§ **Requirement**
Quote all of the records below verbatim, keeping every line in its original order.

§ **Records for the task**
--------

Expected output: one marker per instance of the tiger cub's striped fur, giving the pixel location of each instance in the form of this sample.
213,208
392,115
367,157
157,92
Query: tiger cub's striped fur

--------

§ **Answer below**
Expected output: one marker per instance of the tiger cub's striped fur, giving the pixel location of each instance in the form of this sample.
213,208
392,115
367,157
157,92
Query: tiger cub's striped fur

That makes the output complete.